▸ **Document passage**:

Phil Riley, Chief Executive of Orion Media
Orion Media chief
executive Phil Riley tells Graham Young why
he's sacrificing the most famous name in
commercial local radio.
After 38 years and one month on air, the BRMB
name will be gently phased out from the
airwaves next week. Despite boss Phil Riley’s
former allegiances to the station’s main
commercial rivals further up Broad Street, the
surprise move should not be interpreted as ‘a
Heart transplant’. It is simply rebranding and
moving with the times in a bid to become
competitive again.
And that, according to Riley, means joining a
market place which increasingly demands that
local commercial radio should have regional,
if not national, advertising clout.
With former long-standing rivals turned sister
stations Wyvern, Beacon and Mercia also under
Riley’s three-year-old Orion Media umbrella –
a name that few people outside of the industry
are familiar with – he concluded that BRMB was
literally caught between a rock and a hard
place.
If, as he believed, it was no longer possible
to sustain the individual names associated
with bases in Worcester, Wolverhampton,
Birmingham and Coventry respectively, then
something had to give. In the end, the Orion
chief executive has gambled his own future on
creating a one-size-fits-all brand to match
the likes of Smooth, Heart, Galaxy and
Capital.
The new name in town, or rather right across
the West Midlands and beyond, is Free. In
losing a name that is as universally familiar
in Birmingham as BRMB, the move is akin to
Apple suddenly becoming, say, Tree Fruit. Or
Coca-Cola perhaps turning itself into
something like Dizzy4Fizzy. Unthinkable.
But Phil, a former BRMB DJ himself in the
early ‘80s, is unrepentant. And, what’s more,
he’s ready to risk falling on his own sword in
order to let a new leaping frog logo prove his
intuition right. The name Free was one of
eight shortlisted via a process of ‘research,
liking them and legalities’. Four were ditched
because they would have frazzled too many
expensive lawyers’ brains. Free was, amazingly
enough, free. As in available.

▸ **Supplied information**:
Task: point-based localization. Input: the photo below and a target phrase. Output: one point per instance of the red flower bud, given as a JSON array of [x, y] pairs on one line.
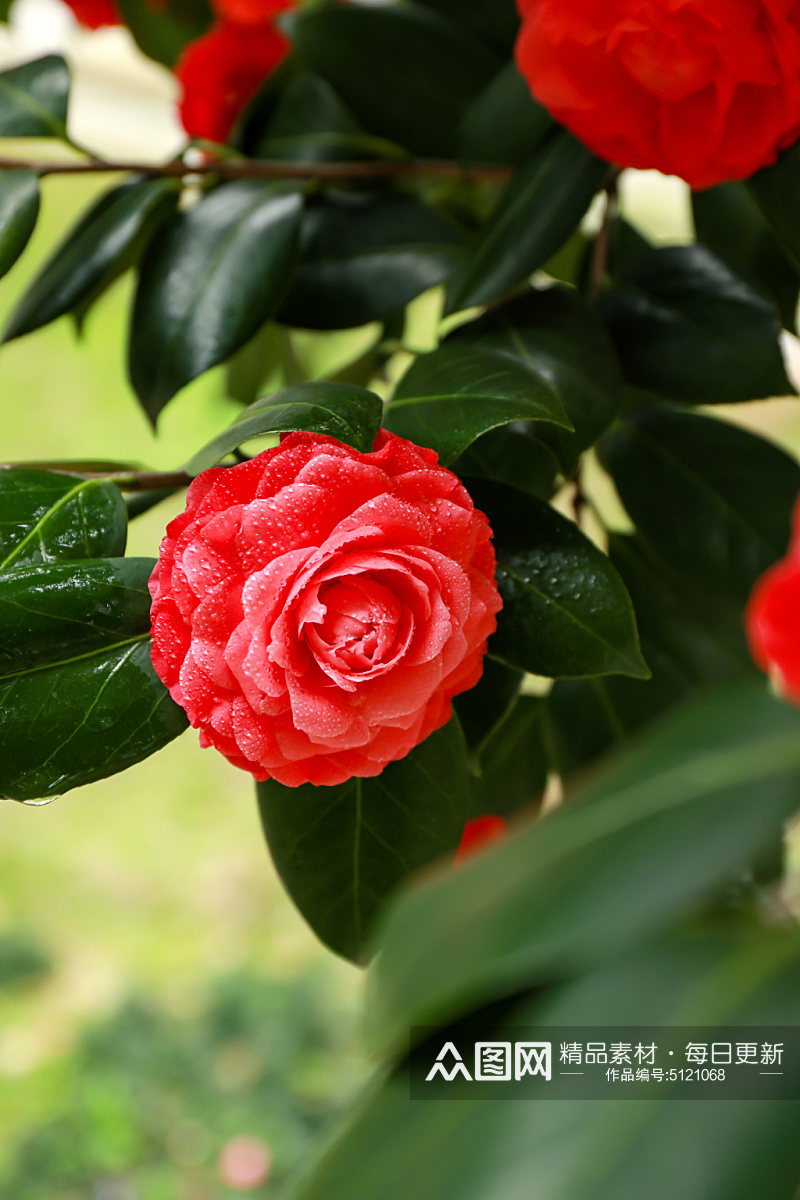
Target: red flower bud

▸ **Short problem**: Continue the article about BRMB's renaming as Free, starting after its final sentence.

▸ **Reply**:
Once the name had been approved, a creative
agency spawned the amphibious logo at a
business pitch. Riley admits he was the first
at the presentation table to admit ‘I quite
like that’. When other colleagues leaped to
his side the frog got the gig, even though a
persistent ‘frog in the throat’ is every DJ’s
worst nightmare!
The original choice of new logo – a bird
against a pink background – was then dropped
in favour of the frog and the spring freshness
of the colour green. Looking totally relaxed
in his remarkably sparse, traffic-noisy office
overlooking Broad Street, Riley recognises
that “change for the sake of it is not good.
“But you do have to respond to your
environment.” Interesting words, given that
frogs are particularly adept at such skills.
“We could have done it (changed the name)
within a minute of walking in (as Orion Media
in June 2009),” he adds. “But we didn’t. We
thought we’d have a shot of fixing things...
now the external environment has changed and
we have to respect that.” BRMB’s rivals have
already consolidated under brand names.
So now Orion is making its own Global to
Capital-style move. “That’s a big network...
and we’re becoming another one,” he explains.
The move to a universal name like Free is
designed to protect revenues by making it
easier for national advertising buyers to
respond to a brand that can now be marketed
right across the Central West TV region.
These are business reasons, though, nothing to
do with listeners. So where do they come in?
“We’ve almost got more lapsed listeners than
we have listeners,” Riley confesses, before
explaining that research showed how difficult
it could be to win them back without making a
radical change. “There’s a bunch of people who
should be listening to us who have a
perception about the name BRMB.”
Riley also points out that what people also
probably don’t appreciate is that his four
stations already have 75 per cent shared
content... “Yet (afternoon presenter) Dan
Morrissey can’t name the station he’s on,” he
says. “It’s crazy.”
In Riley’s view, the daily geographical
migration of many potential listeners means
the localness of a service is perhaps not as
relevant as it once was. “At BRMB we have
employees who live everywhere from Shropshire
to Worcestershire,” he explains. “People can
live in one area, commute to another and have
family in a third bit. “It doesn’t feel like
we’re sacrificing and throwing out this
heritage. “We are not going to lose that sense
of belonging to this area.”
BRMB pioneered the art of the phone-in through
legends like Ed Doolan and Tony Butler, while
Les Ross commanded breakfasts for 25 years
(including his 1989-93 stint on the then new
sister-service XTRA-am, which was the first
station Phil launched himself in the late ‘80s
after he’d returned from earning an MBA in New
York).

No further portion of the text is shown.